Data provided –

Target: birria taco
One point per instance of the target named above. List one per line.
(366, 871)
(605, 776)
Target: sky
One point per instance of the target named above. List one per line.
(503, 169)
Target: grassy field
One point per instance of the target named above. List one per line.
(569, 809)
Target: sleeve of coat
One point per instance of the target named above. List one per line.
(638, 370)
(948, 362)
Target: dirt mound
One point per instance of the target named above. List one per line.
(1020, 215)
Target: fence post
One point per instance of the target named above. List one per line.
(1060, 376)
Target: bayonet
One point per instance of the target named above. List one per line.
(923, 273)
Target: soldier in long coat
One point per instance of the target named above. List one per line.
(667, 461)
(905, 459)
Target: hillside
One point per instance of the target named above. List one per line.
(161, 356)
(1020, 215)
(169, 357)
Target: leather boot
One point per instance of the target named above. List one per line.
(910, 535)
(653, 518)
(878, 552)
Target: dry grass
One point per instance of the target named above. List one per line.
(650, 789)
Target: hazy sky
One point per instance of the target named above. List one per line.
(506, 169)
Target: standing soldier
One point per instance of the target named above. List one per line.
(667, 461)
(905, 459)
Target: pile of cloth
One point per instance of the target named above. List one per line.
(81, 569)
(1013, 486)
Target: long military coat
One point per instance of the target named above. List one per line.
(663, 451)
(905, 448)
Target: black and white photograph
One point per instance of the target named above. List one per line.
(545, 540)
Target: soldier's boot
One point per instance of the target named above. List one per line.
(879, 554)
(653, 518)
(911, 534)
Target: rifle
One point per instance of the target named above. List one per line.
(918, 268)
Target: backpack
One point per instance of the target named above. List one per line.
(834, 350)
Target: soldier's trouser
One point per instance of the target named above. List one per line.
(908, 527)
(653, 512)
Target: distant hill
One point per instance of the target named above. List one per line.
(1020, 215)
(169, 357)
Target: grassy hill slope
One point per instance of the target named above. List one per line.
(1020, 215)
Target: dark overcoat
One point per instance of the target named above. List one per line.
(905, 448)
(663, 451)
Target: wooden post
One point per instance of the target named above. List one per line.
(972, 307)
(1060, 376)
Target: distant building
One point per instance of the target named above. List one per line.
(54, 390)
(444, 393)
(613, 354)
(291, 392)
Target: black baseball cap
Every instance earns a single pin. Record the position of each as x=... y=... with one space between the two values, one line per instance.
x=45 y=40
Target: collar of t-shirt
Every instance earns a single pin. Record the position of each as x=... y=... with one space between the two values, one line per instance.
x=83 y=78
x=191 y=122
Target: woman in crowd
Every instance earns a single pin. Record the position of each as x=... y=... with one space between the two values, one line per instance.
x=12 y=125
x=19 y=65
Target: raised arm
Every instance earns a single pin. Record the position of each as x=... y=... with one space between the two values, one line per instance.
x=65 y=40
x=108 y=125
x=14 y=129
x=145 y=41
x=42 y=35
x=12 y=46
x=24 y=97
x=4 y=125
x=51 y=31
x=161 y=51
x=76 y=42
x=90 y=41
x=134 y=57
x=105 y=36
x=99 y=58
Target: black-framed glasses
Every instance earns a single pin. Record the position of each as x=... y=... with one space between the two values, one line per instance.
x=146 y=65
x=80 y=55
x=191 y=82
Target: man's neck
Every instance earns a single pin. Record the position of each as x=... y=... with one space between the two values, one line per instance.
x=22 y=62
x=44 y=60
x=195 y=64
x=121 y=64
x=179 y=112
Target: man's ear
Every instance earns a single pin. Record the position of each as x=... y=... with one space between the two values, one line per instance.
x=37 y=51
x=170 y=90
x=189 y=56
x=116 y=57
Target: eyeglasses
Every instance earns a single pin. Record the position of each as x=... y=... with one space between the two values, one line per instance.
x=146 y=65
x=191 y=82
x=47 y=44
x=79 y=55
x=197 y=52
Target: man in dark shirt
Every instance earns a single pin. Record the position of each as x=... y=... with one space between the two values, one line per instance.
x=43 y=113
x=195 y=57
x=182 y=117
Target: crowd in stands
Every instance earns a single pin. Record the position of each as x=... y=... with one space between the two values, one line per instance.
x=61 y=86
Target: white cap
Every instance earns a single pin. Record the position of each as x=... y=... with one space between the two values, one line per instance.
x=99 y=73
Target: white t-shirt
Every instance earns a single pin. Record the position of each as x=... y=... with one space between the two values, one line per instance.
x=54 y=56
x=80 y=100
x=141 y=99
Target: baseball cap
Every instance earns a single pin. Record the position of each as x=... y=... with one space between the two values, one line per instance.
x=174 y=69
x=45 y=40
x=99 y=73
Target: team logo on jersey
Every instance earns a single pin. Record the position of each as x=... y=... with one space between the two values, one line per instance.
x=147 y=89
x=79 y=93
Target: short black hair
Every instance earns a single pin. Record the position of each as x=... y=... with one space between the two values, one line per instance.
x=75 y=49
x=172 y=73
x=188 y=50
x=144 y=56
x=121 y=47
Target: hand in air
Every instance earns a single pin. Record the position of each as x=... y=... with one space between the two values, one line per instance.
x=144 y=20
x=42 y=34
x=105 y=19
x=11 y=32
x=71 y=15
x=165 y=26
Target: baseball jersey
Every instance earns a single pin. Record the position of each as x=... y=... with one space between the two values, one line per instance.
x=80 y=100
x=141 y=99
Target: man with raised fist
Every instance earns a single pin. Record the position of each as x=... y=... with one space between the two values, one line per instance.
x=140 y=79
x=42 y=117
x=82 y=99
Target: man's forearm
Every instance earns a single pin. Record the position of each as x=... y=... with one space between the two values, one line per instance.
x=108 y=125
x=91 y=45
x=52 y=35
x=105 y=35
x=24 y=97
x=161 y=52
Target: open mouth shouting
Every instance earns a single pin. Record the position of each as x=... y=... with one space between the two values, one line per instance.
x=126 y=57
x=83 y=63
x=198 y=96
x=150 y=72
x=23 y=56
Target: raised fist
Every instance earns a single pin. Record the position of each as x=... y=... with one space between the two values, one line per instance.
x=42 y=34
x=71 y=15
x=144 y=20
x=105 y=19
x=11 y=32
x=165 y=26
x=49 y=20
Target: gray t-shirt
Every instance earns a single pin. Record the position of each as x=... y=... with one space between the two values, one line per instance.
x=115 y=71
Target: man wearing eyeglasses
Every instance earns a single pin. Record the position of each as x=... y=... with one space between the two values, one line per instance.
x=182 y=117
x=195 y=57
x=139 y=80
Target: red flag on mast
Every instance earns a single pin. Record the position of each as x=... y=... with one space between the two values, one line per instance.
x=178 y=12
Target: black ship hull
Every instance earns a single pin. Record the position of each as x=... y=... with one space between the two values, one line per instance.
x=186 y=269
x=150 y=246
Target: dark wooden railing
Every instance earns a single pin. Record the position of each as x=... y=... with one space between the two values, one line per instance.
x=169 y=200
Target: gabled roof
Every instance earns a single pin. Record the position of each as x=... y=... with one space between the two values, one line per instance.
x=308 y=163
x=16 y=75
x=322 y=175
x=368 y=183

Goal of the exercise – Rename "Target:" to "Label:" everywhere it occurs in the records above, and reproduce the records with every other character unchanged.

Exercise output –
Label: birria taco
One point per instance of the target named above. List one per line.
(366, 871)
(605, 776)
Label: sky
One point per instance of the target named above. List one per line.
(503, 169)
Label: grassy field
One point per instance of the target named above. List one per line.
(569, 809)
Label: sleeve of coat
One point per instance of the target named above. List one per line.
(638, 370)
(948, 362)
Label: dirt mound
One point per instance of the target named above. List one per line.
(1020, 215)
Label: fence post
One point per instance of the target named above. List one per line.
(1060, 376)
Label: bayonet
One point per instance of the target named above. List one per line.
(923, 273)
Label: soldier in long coat
One point per instance of the target named above. List one per line.
(667, 461)
(905, 459)
Label: hillside
One point per instance of the target named above. List one per line.
(161, 356)
(1020, 215)
(169, 357)
Label: leather boot
One point per instance of the target named above. List one per line.
(910, 535)
(653, 518)
(878, 552)
Label: dry grass
One point per instance of the target named above. List one per line.
(650, 789)
Label: hazy sky
One point per instance of the target named above. List one per line.
(506, 169)
Label: standing soldier
One point per instance of the target named above. List one per line.
(667, 461)
(905, 459)
Label: pile of cloth
One point per instance of the target named above. List one per line.
(81, 569)
(1013, 486)
Label: long military coat
One point per instance of the target named above. List one per line.
(663, 451)
(905, 448)
Label: black and white photograph
One point per instance of the target named above. List one per line.
(545, 540)
Label: soldier's boot
One point per instance of the target named above. List one per line.
(879, 554)
(653, 518)
(911, 534)
Label: rifle
One point per instance of the target named above. List one per line.
(918, 268)
Label: backpack
One point per instance of the target named above. List one per line.
(834, 350)
Label: soldier's trouser
One point per instance of the target named above. List one per line.
(908, 527)
(653, 512)
Label: distant hill
One point per instance of the target named above. List one per line.
(1020, 215)
(169, 357)
Label: grassy hill slope
One point per instance of the target named above. List one per line.
(1020, 215)
Label: dark overcoat
One point per instance of the target named above. List one per line.
(905, 448)
(663, 451)
Label: wooden post
One point per instance of the target named above. List one per line.
(972, 307)
(1060, 376)
Label: distant building
One point per instance of the target named above. List one per line.
(54, 390)
(444, 393)
(613, 354)
(291, 392)
Label: black baseball cap
Every instance earns a single pin. Record the position of each as x=... y=... with one space between the two values, one line per instance.
x=45 y=40
Label: collar of t-shirt
Every instance earns a single pin. Record the position of each as x=... y=... with one space between the two values, one line per instance.
x=83 y=78
x=191 y=122
Label: woman in crowd
Every instance earns a single pin. Record the position of each as x=... y=... with one space between the two values, one line per instance.
x=12 y=125
x=19 y=65
Label: raised arm
Every instance earns a single pin. Record the position of each as x=... y=... with one space between the two values, one line per instance.
x=65 y=40
x=108 y=125
x=14 y=129
x=145 y=41
x=42 y=35
x=12 y=46
x=24 y=97
x=4 y=125
x=51 y=31
x=161 y=51
x=76 y=42
x=90 y=41
x=134 y=57
x=105 y=36
x=99 y=58
Label: black-framed glasses
Every instance earns a single pin. Record the position of each as x=... y=... with one space between the two values, one line per instance.
x=146 y=65
x=80 y=55
x=191 y=82
Label: man's neck
Every instance earns a single pin. Record the position of each as x=... y=... with one space between the two values, one line per instance.
x=22 y=62
x=44 y=60
x=195 y=64
x=121 y=64
x=179 y=112
Label: man's ear
Every instance earns a single pin. Record the position of each as x=... y=... with one space between the two values, one line per instance.
x=37 y=51
x=170 y=90
x=189 y=56
x=116 y=57
Label: eyeglasses
Every instance earns a single pin. Record the position of each as x=... y=... with one space between the two values, one line per instance.
x=146 y=65
x=191 y=82
x=47 y=44
x=79 y=55
x=197 y=52
Label: man in dark shirt
Every instance earns a single pin. Record the position of each as x=... y=... with one space between the two values, one line per instance.
x=43 y=113
x=195 y=57
x=182 y=117
Label: crowd in stands
Every instance earns a single pin. Record the position of each as x=... y=... with one space between the two values, one line per instance.
x=61 y=86
Label: white cap
Every instance earns a single pin. Record the position of each as x=... y=... with one space between the two values, one line per instance.
x=99 y=73
Label: white t-shirt
Every instance earns a single pin. Record the position of each as x=... y=... with one space between the two values, one line per instance.
x=54 y=56
x=80 y=100
x=141 y=99
Label: baseball cap
Every instance earns a single pin. Record the position of each as x=... y=... with one space between the two values, one line per instance.
x=174 y=69
x=45 y=40
x=99 y=73
Label: team logo on jersey
Every instance earns a single pin. Record the position of each as x=... y=... with one space between the two values, one line per instance.
x=147 y=89
x=79 y=93
Label: short black hair
Every instance earns a single pin. Record the position of each as x=... y=... with one space between the two values, one line per instance.
x=75 y=49
x=172 y=73
x=188 y=50
x=144 y=56
x=121 y=47
Label: hand in air
Every instance earns a single pin. Record the position of each as x=... y=... with one space between the two values, one line per instance.
x=144 y=20
x=42 y=34
x=105 y=19
x=11 y=32
x=71 y=15
x=165 y=26
Label: baseball jersey
Every instance earns a single pin. Record the position of each as x=... y=... with one space between the two values, one line per instance.
x=80 y=100
x=141 y=99
Label: man with raised fist
Every instance earns a single pin. Record the position of each as x=... y=... with one space between the two values, one line per instance.
x=140 y=79
x=42 y=117
x=82 y=99
Label: man's forearm
Every instance earns a single pin. Record the position of each as x=... y=... with one space between the two values, one line per instance.
x=108 y=125
x=91 y=45
x=52 y=35
x=105 y=35
x=24 y=97
x=161 y=52
Label: open mouth shouting
Every instance earns a single pin. Record the position of each as x=... y=... with one space between the two values, one line per instance.
x=126 y=57
x=83 y=63
x=198 y=96
x=150 y=72
x=23 y=56
Label: raised fist
Every instance earns a single pin. Record the position of each as x=... y=... with one space between the two values, one line per instance.
x=42 y=34
x=71 y=15
x=144 y=20
x=105 y=19
x=11 y=32
x=165 y=26
x=49 y=20
Label: gray t-shirt
Every instance earns a single pin. Record the position of each as x=... y=... with one space between the two values, one line per instance.
x=115 y=71
Label: man wearing eyeglasses
Every instance earns a single pin. Record the position of each as x=... y=... with one space between the two values, one line per instance.
x=182 y=117
x=195 y=57
x=139 y=80
Label: red flag on mast
Every instance earns a single pin. Record the position of each as x=... y=... with one space between the two values, one line per instance.
x=178 y=12
Label: black ship hull
Every instance earns a single pin. Record the position of each as x=... y=... with one space between the two values, one line per instance.
x=186 y=269
x=150 y=246
Label: dark wooden railing
Every instance earns a single pin. Record the position of each as x=... y=... with one space between the two values, one line per instance.
x=169 y=200
Label: gabled roof
Every instance earns a single pin. Record the position of each as x=... y=... with one space between the two values, one line per instance.
x=308 y=163
x=16 y=75
x=322 y=175
x=368 y=183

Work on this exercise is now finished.